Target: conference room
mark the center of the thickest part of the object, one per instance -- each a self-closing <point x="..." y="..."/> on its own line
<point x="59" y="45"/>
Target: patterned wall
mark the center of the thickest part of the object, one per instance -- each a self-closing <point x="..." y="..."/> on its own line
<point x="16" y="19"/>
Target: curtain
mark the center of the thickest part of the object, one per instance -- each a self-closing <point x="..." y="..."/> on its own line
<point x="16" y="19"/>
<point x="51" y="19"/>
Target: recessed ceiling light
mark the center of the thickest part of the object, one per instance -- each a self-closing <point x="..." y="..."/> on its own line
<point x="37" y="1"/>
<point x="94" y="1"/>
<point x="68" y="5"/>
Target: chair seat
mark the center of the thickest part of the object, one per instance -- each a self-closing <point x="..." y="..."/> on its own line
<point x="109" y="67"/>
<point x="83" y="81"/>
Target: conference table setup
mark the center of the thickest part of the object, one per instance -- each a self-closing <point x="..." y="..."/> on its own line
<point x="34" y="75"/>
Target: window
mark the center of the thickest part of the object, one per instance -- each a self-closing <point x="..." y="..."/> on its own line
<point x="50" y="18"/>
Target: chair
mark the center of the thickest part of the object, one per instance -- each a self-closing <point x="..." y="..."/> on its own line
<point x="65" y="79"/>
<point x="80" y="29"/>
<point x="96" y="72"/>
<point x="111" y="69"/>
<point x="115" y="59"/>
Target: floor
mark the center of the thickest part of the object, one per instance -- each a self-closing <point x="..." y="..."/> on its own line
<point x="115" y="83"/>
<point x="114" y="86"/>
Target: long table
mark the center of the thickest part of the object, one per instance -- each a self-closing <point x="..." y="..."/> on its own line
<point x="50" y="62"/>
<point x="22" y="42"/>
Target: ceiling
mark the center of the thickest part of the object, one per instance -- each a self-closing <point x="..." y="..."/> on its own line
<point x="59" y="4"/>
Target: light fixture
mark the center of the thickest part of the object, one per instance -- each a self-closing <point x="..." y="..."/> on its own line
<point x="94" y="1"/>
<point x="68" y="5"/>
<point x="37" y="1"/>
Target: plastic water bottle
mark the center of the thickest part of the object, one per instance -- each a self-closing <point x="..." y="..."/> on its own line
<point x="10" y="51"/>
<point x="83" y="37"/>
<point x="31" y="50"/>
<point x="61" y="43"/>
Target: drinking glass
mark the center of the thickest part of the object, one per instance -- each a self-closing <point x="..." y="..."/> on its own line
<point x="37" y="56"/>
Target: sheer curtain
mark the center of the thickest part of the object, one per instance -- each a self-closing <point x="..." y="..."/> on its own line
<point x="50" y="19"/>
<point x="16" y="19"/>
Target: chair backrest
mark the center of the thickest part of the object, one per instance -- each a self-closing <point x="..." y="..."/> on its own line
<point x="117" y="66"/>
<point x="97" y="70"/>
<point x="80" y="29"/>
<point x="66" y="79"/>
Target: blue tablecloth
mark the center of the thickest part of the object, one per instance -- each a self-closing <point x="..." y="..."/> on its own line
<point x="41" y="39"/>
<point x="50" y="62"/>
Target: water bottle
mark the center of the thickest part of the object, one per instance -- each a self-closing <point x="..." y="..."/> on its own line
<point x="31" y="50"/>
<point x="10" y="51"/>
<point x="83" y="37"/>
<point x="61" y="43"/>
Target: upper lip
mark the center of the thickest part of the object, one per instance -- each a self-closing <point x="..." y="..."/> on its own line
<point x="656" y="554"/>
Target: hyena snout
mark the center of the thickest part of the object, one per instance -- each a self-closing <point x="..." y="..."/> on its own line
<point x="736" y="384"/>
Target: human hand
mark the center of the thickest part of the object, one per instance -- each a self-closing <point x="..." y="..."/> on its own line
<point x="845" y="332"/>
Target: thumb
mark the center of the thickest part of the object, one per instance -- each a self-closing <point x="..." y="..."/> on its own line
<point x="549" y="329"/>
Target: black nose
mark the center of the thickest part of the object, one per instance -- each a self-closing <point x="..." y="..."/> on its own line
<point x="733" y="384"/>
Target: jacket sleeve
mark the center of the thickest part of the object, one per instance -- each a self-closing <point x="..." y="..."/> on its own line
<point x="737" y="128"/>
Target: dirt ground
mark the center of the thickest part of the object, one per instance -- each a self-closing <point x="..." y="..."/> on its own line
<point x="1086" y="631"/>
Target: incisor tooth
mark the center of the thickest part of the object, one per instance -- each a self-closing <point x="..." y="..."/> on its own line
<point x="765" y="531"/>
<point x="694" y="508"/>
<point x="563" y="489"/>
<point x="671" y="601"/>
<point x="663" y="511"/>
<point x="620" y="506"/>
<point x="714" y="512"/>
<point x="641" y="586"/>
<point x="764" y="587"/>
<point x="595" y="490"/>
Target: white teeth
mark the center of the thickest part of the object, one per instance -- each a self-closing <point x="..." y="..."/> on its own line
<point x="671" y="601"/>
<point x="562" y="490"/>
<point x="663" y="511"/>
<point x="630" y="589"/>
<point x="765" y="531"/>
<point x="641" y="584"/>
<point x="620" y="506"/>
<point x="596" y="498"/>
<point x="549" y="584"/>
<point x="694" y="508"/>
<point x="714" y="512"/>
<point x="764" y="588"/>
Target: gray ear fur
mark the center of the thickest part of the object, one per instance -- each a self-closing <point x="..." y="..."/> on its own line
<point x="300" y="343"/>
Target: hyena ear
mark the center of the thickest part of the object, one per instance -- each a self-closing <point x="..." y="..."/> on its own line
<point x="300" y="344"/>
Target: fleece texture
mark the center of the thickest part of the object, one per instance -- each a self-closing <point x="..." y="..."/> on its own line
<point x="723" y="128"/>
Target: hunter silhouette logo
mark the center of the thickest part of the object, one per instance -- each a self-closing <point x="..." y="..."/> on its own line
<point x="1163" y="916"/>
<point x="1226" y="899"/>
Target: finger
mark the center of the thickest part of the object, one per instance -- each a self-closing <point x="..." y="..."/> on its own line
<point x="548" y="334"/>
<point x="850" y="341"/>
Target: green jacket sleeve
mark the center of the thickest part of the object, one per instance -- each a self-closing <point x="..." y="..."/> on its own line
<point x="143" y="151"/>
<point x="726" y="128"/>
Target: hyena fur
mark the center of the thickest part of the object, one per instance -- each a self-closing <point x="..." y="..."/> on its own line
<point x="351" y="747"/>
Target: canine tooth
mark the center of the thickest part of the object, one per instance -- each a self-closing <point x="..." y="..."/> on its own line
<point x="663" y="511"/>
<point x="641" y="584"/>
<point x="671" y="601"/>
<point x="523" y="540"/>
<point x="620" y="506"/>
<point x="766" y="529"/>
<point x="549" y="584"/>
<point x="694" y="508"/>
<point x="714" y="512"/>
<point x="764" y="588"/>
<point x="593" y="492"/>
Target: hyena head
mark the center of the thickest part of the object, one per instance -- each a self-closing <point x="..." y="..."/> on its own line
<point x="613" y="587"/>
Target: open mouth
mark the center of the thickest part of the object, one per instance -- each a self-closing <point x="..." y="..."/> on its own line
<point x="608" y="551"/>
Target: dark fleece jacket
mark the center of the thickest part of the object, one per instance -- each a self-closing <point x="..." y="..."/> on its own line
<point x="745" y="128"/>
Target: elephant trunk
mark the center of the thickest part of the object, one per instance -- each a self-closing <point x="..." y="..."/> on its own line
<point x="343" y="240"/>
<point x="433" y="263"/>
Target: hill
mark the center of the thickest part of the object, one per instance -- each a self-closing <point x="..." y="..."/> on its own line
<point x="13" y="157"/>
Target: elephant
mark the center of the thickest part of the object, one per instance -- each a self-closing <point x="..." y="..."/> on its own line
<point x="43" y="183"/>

...

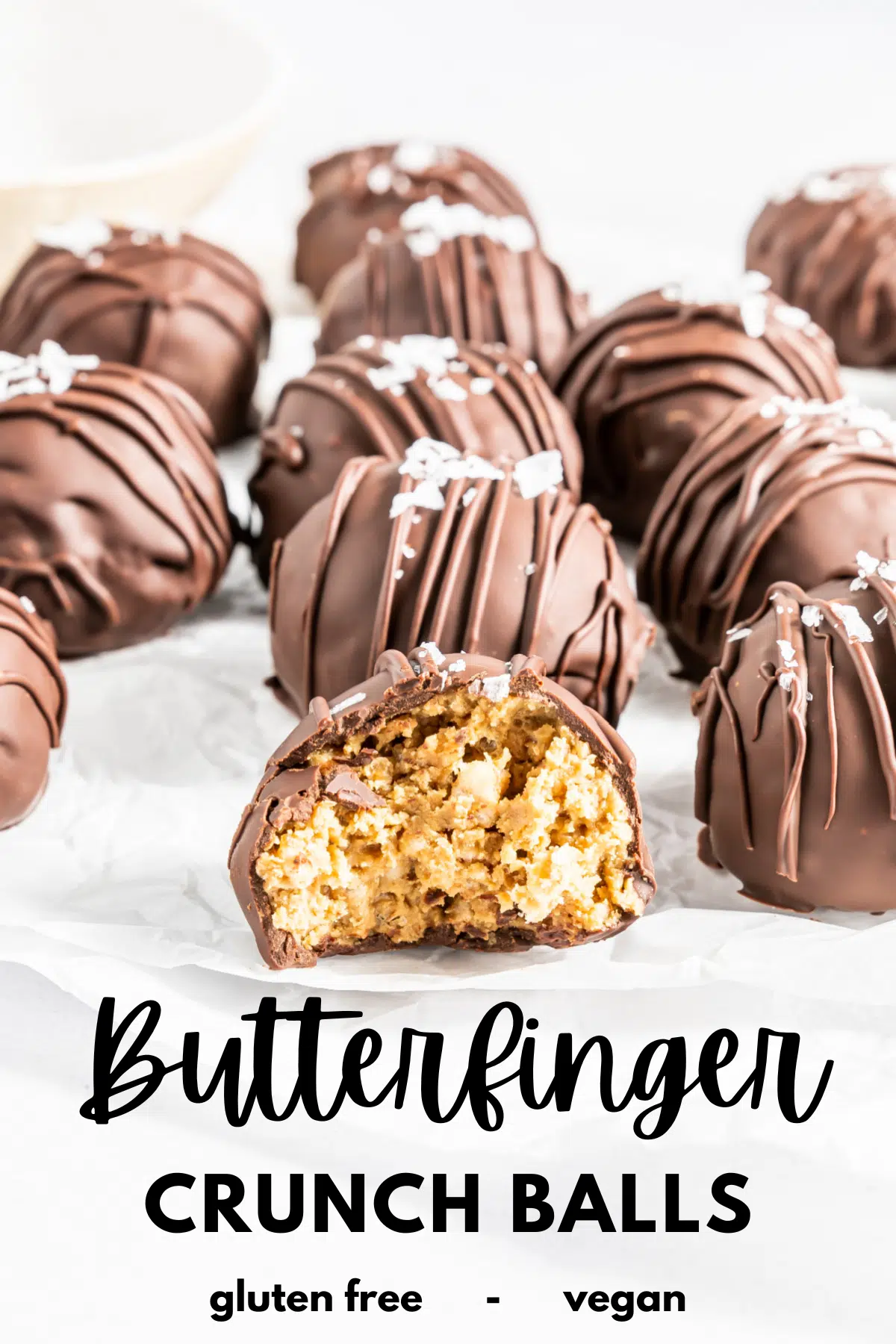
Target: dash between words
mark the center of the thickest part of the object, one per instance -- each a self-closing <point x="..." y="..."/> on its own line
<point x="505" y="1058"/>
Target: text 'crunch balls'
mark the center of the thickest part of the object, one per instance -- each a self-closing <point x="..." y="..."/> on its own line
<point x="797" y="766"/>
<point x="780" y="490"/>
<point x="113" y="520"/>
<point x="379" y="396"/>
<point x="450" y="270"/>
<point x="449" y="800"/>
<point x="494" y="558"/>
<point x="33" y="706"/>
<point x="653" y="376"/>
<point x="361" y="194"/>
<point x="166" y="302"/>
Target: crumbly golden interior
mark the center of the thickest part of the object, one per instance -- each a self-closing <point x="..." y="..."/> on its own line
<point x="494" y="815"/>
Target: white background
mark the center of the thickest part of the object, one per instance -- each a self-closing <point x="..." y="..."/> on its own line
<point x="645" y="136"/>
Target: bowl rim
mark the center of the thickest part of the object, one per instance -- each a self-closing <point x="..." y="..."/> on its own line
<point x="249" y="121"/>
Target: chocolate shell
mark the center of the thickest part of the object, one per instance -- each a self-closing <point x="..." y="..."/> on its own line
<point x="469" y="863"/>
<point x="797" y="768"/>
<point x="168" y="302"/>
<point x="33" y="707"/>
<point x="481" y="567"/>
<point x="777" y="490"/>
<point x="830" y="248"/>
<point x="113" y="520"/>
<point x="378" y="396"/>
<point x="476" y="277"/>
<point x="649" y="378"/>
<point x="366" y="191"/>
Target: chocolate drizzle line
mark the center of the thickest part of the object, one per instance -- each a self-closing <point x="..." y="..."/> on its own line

- _TO DO_:
Each line in the entries above that includes the string "fleece" should be extracted.

- _SOLUTION FOR THIS EXERCISE_:
Target: fleece texture
Target: dark fleece jacket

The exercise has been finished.